#### [EXCERPTED PASSAGE]

The world is witnessing what many thought would not have happened in the United States of America, namely the arrest and arraignment of a former president. Probably the only reason this did not happen to a sitting president is based on the Department of Justice guideline that a sitting president should not be subject to criminal prosecution.
This development in the United States is only unprecedented with respect to the presidency for dozens of other elected officials have been arrested, charged, and imprisoned. This phenomenon of criminally charging a former leader of a country is also not unknown in other countries. So, in a sense, American democracy can be said to be maturing, in that it has shown a belief in the principle that “no one is above the law”.

#### [STATED EXERCISE A]
Transcribe the passage on the former president's arrest from "The world is" to "to criminal prosecution.".
The records have nothing to do with the passage on the former president's arrest.

#### [DATA FOR THIS TASK]
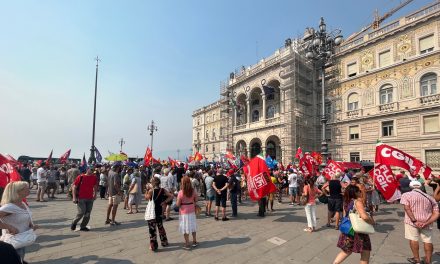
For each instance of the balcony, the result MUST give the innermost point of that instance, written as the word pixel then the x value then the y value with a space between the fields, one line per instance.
pixel 273 121
pixel 430 99
pixel 354 113
pixel 388 107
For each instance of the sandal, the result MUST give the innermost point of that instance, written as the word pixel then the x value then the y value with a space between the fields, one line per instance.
pixel 413 261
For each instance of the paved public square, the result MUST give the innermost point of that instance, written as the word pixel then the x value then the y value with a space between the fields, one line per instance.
pixel 240 240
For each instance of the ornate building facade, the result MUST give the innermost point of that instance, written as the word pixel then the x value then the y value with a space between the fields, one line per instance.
pixel 387 90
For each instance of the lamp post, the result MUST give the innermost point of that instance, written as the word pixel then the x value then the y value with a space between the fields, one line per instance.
pixel 320 47
pixel 92 158
pixel 121 142
pixel 152 128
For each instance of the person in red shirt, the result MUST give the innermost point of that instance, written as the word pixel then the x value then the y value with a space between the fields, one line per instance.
pixel 84 191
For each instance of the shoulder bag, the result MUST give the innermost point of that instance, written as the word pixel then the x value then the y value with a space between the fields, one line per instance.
pixel 150 212
pixel 22 239
pixel 359 224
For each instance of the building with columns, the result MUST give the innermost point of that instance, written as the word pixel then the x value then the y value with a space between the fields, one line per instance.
pixel 387 90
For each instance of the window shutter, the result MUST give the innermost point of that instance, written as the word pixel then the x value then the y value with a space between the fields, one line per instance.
pixel 351 69
pixel 384 58
pixel 430 124
pixel 426 43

#### [STATED EXERCISE B]
Rewrite the records from the line with "For each instance of the person" through the last line of the records, replacing "shoulder bag" with "backpack" and keeping everything else the same. Give only those lines.

#### [RIGHT ANSWER A]
The world is witnessing what many thought would not have happened in the United States of America, namely the arrest and arraignment of a former president. Probably the only reason this did not happen to a sitting president is based on the Department of Justice guideline that a sitting president should not be subject to criminal prosecution.

#### [RIGHT ANSWER B]
For each instance of the person in red shirt, the result MUST give the innermost point of that instance, written as the word pixel then the x value then the y value with a space between the fields, one line per instance.
pixel 84 191
For each instance of the backpack, the result MUST give the innermost point of that instance, written as the word pixel then the x value then the y value with a space between the fields, one line per instance.
pixel 150 212
pixel 22 239
pixel 359 224
For each instance of the building with columns, the result MUST give the innermost point of that instance, written as the word pixel then the x value then the y value with a space between the fields, one line per instance.
pixel 387 90
For each instance of the window shutter, the result MUST give the innermost point of that instance, written as the word pixel then the x value then the y value with a space between the fields, one line per instance.
pixel 351 69
pixel 384 58
pixel 430 124
pixel 426 43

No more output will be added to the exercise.